Express the records as a Markdown table with two columns, No. and Text, numbering each line in No. and putting the line itself in Text. Leave out blank lines.

Task data |
========================

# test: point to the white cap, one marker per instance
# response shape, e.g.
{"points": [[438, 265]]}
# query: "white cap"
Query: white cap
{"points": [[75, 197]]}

========================

Output |
| No. | Text |
|---|---|
| 1 | # test: point to the white cap, one marker per instance |
| 2 | # response shape, e.g. |
| 3 | {"points": [[438, 265]]} |
| 4 | # query: "white cap" |
| 5 | Query: white cap |
| 6 | {"points": [[75, 197]]} |